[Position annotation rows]
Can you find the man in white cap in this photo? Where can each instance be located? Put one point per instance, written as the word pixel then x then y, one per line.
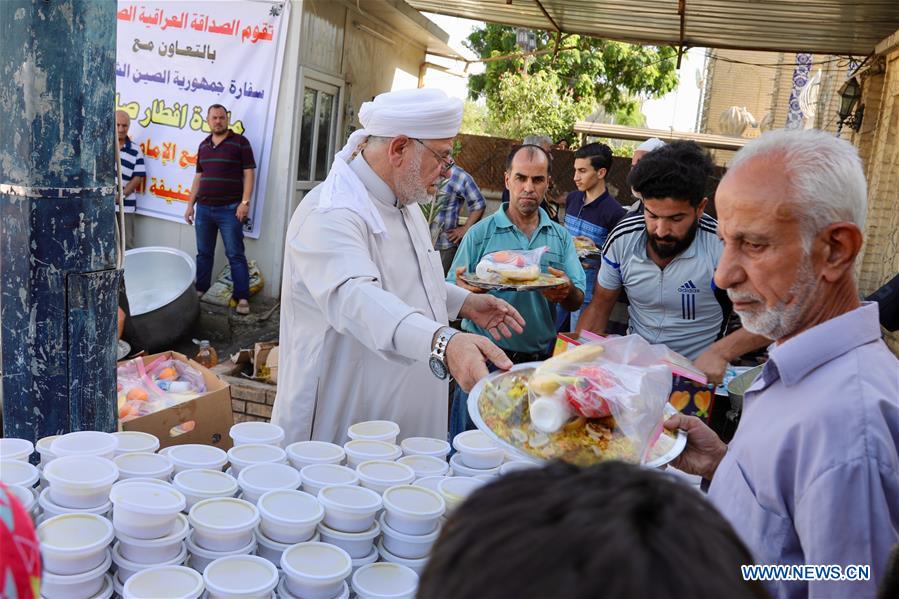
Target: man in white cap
pixel 364 305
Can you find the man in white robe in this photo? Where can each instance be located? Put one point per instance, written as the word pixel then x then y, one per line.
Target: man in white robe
pixel 364 299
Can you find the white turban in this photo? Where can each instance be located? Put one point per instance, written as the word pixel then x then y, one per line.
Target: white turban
pixel 418 113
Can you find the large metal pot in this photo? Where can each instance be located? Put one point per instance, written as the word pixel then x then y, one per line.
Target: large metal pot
pixel 161 295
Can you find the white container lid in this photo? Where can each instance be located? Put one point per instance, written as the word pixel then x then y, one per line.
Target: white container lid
pixel 242 575
pixel 165 581
pixel 132 441
pixel 15 449
pixel 385 580
pixel 147 498
pixel 84 443
pixel 18 472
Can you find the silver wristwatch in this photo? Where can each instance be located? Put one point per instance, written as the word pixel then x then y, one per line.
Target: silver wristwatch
pixel 437 361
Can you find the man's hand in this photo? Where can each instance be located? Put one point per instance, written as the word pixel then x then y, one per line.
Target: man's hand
pixel 460 283
pixel 712 364
pixel 242 211
pixel 704 449
pixel 560 292
pixel 497 316
pixel 467 356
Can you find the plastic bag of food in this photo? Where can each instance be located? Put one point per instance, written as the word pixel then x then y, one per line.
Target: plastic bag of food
pixel 511 265
pixel 624 378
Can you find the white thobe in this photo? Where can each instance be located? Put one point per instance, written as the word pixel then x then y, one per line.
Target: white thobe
pixel 358 314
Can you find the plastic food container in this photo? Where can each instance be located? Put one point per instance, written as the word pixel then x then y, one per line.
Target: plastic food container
pixel 240 577
pixel 478 450
pixel 362 450
pixel 245 433
pixel 126 568
pixel 380 475
pixel 154 551
pixel 404 545
pixel 135 442
pixel 416 565
pixel 201 484
pixel 141 464
pixel 316 477
pixel 172 582
pixel 18 472
pixel 306 453
pixel 437 448
pixel 356 544
pixel 82 585
pixel 193 456
pixel 145 510
pixel 223 524
pixel 375 430
pixel 80 481
pixel 425 465
pixel 350 509
pixel 242 456
pixel 15 449
pixel 460 469
pixel 413 510
pixel 74 543
pixel 315 570
pixel 258 479
pixel 289 516
pixel 200 557
pixel 385 581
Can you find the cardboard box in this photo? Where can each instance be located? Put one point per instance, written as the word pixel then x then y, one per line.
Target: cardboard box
pixel 210 413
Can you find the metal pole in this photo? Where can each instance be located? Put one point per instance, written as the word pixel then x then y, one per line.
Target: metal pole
pixel 58 283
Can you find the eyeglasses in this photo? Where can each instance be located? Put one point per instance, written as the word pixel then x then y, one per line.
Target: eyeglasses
pixel 446 162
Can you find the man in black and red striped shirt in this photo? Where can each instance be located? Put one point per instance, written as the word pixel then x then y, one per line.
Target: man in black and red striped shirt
pixel 221 190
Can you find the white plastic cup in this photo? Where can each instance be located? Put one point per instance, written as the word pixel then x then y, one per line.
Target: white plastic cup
pixel 437 448
pixel 258 479
pixel 413 510
pixel 478 450
pixel 223 524
pixel 407 546
pixel 74 543
pixel 175 582
pixel 85 443
pixel 375 430
pixel 141 464
pixel 316 477
pixel 240 577
pixel 242 456
pixel 80 481
pixel 363 450
pixel 126 568
pixel 306 453
pixel 315 570
pixel 245 433
pixel 200 557
pixel 201 484
pixel 145 510
pixel 82 585
pixel 385 581
pixel 154 551
pixel 349 508
pixel 15 449
pixel 194 456
pixel 289 516
pixel 135 442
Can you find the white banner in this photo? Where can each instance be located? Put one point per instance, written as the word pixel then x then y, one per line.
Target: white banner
pixel 173 60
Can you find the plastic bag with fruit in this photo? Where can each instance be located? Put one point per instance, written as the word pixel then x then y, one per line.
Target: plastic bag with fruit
pixel 621 377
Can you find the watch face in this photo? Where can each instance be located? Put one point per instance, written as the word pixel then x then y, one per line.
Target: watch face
pixel 437 367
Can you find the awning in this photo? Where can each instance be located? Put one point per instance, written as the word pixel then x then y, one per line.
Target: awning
pixel 816 26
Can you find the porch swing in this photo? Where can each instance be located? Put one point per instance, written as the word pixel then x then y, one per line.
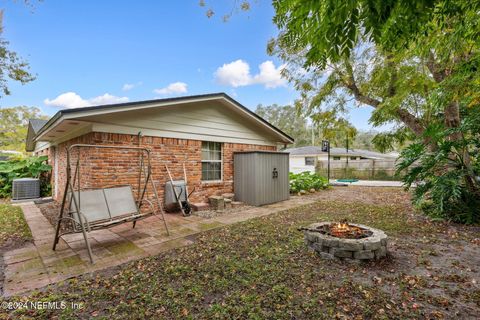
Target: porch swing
pixel 101 208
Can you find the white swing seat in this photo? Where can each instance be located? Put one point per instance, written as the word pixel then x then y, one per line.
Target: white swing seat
pixel 102 208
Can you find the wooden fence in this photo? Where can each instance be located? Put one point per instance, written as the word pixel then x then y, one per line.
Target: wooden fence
pixel 368 169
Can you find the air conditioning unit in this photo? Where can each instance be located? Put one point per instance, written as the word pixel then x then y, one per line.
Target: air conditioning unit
pixel 25 188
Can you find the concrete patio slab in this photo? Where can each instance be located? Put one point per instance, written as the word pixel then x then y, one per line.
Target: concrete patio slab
pixel 37 265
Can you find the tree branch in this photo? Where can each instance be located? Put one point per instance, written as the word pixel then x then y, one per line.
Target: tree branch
pixel 437 73
pixel 406 117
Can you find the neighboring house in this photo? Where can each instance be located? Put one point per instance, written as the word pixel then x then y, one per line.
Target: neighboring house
pixel 201 131
pixel 307 158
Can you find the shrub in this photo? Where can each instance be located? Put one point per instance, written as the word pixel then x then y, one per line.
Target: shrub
pixel 32 167
pixel 307 181
pixel 447 178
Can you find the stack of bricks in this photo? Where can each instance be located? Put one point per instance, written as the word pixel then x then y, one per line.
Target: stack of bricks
pixel 220 203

YOUR OBJECTIVE: Put each line of all the rows above into a JSON list of strings, one string per line, and skip any blank lines. Leave the pictures out of the list.

CORRECT RESPONSE:
[
  "Can you find the man in white cap in this photo? Where can each instance be located? Put one point per instance, written as the word pixel then x then y, one per line.",
  "Target: man in white cap",
  "pixel 364 305",
  "Can you find the man in white robe in this photo? Where can each instance be located? Put one point per instance, written as the word pixel then x then y, one per line.",
  "Target: man in white robe",
  "pixel 364 299",
  "Can you find the white turban in this photo? Where can each instance be located? Put one point per instance, written as the word pixel then x then y, one per line.",
  "Target: white turban",
  "pixel 418 113",
  "Can you find the large metal pot in this photo? Where can each instance be located? Put one point per instance, written as the word pixel then x then y, one per line.",
  "Target: large metal pot",
  "pixel 161 295",
  "Can you find the white container lid in this photo? Where can each instance be located? Put one point per instance, written as the word pixel then x then y, one per line.",
  "Target: white container lid",
  "pixel 242 575",
  "pixel 165 581",
  "pixel 132 441",
  "pixel 15 449",
  "pixel 385 580",
  "pixel 147 498",
  "pixel 84 443",
  "pixel 18 472",
  "Can you find the silver wristwatch in this photo? Where can each instance be located? Put one point per instance, written as the word pixel then x then y, one per line.",
  "Target: silver wristwatch",
  "pixel 437 361",
  "Can you find the man's hand in this photo? Where can each instance be located? Put one point per instance, written as the word pixel then x then y, one per line.",
  "Target: man's hand",
  "pixel 460 283",
  "pixel 712 364",
  "pixel 242 211",
  "pixel 704 449",
  "pixel 560 292",
  "pixel 497 316",
  "pixel 467 356",
  "Can you find the plastic bag of food in this photo? Where can each instance be located? Put one point per instance, written as the word pixel then x then y, one per line.",
  "Target: plastic bag of food",
  "pixel 511 265",
  "pixel 624 378",
  "Can you find the white thobe in this photo? Where can each instance be located? Put one point per instance, written as the word pixel then x then y, one per line.",
  "Target: white thobe",
  "pixel 358 314",
  "Can you find the plastic food container in this photo? Where can each instance be located? Put one point per instance, written as the word pixel then x then y, one per line.",
  "Target: plastic food container",
  "pixel 240 577",
  "pixel 478 450",
  "pixel 362 450",
  "pixel 245 433",
  "pixel 126 568",
  "pixel 380 475",
  "pixel 154 551",
  "pixel 404 545",
  "pixel 135 442",
  "pixel 416 565",
  "pixel 201 484",
  "pixel 141 464",
  "pixel 316 477",
  "pixel 172 582",
  "pixel 18 472",
  "pixel 306 453",
  "pixel 437 448",
  "pixel 356 544",
  "pixel 82 585",
  "pixel 193 456",
  "pixel 145 510",
  "pixel 223 524",
  "pixel 375 430",
  "pixel 80 481",
  "pixel 425 465",
  "pixel 350 509",
  "pixel 242 456",
  "pixel 15 449",
  "pixel 460 469",
  "pixel 413 510",
  "pixel 74 543",
  "pixel 315 570",
  "pixel 258 479",
  "pixel 289 516",
  "pixel 200 557",
  "pixel 385 581",
  "Can you find the cardboard box in this photo? Where can each instance be located? Put one point per instance, written as the word pixel then x then y, one per line.",
  "Target: cardboard box",
  "pixel 210 413",
  "Can you find the metal pole in this photo? Where can each instance be located? Put one point per instance, written as the word pixel then x then y, one per line.",
  "Target: metal pole",
  "pixel 58 283",
  "Can you find the eyeglasses in this photo? Where can each instance be located? Put one point per instance, written as the word pixel then x then y, one per line.",
  "Target: eyeglasses",
  "pixel 446 162",
  "Can you find the man in black and red striped shirt in this photo? Where can each instance be located? Put one point per instance, written as the word pixel then x then y, one per line.",
  "Target: man in black and red striped shirt",
  "pixel 221 190",
  "Can you find the white plastic cup in this photo? Where can each instance be located? Put one point per instance, written as the word pixel then x then y, one per line.",
  "Target: white plastic cup",
  "pixel 437 448",
  "pixel 258 479",
  "pixel 413 510",
  "pixel 478 450",
  "pixel 223 524",
  "pixel 407 546",
  "pixel 74 543",
  "pixel 175 582",
  "pixel 85 443",
  "pixel 375 430",
  "pixel 141 464",
  "pixel 316 477",
  "pixel 240 577",
  "pixel 242 456",
  "pixel 80 481",
  "pixel 363 450",
  "pixel 126 568",
  "pixel 306 453",
  "pixel 315 570",
  "pixel 245 433",
  "pixel 200 557",
  "pixel 201 484",
  "pixel 145 510",
  "pixel 82 585",
  "pixel 385 581",
  "pixel 154 551",
  "pixel 349 508",
  "pixel 15 449",
  "pixel 194 456",
  "pixel 289 516",
  "pixel 135 442",
  "Can you find the white banner in this photo? Where can each instance be located? Put one point per instance, written as the word pixel then x then y, one per line.",
  "Target: white banner",
  "pixel 173 60",
  "Can you find the plastic bag with fruit in this photo? Where can each instance be located? Put one point per instance, written as the word pixel then x then y, one per line.",
  "Target: plastic bag with fruit",
  "pixel 621 377",
  "Can you find the watch face in this photo? Where can each instance be located? Put one point per instance, written as the word pixel then x then y, one per line.",
  "Target: watch face",
  "pixel 437 367",
  "Can you find the awning in this photo? Where can each instance be located? Put one point per instance, written as the word pixel then x then y, one per line.",
  "Target: awning",
  "pixel 816 26",
  "Can you find the porch swing in this photo? Where can each instance be located? Put one point per instance, written as the word pixel then x then y, one per line.",
  "Target: porch swing",
  "pixel 101 208",
  "Can you find the white swing seat in this photo? Where can each instance be located? Put one point per instance, written as the word pixel then x then y, one per line.",
  "Target: white swing seat",
  "pixel 102 208",
  "Can you find the wooden fence in this photo? Where can each instance be located? Put one point per instance, written as the word pixel then x then y, one per line.",
  "Target: wooden fence",
  "pixel 368 169",
  "Can you find the air conditioning unit in this photo? Where can each instance be located? Put one point per instance, written as the word pixel then x then y, one per line.",
  "Target: air conditioning unit",
  "pixel 25 188",
  "Can you find the concrete patio slab in this photo? Where can each instance be located? Put one point per instance, written as the word pixel then x then y, one per line.",
  "Target: concrete patio slab",
  "pixel 37 265",
  "Can you find the tree branch in this photo? Where can each instance be located? Put one point per instance, written as the word pixel then x then y, one per line.",
  "Target: tree branch",
  "pixel 437 73",
  "pixel 406 117",
  "Can you find the neighboring house in this photo? Where can each instance be located? Put one point per instance, written as the word pixel then x then y, one per line.",
  "Target: neighboring house",
  "pixel 201 131",
  "pixel 307 158",
  "Can you find the shrub in this photo? Where can each instance be located? Put one point per instance, written as the word pixel then x then y, one per line.",
  "Target: shrub",
  "pixel 32 167",
  "pixel 307 181",
  "pixel 447 178",
  "Can you find the stack of bricks in this photo? Where can each instance be located? Put one point per instance, written as the word pixel then x then y, one per line.",
  "Target: stack of bricks",
  "pixel 220 203"
]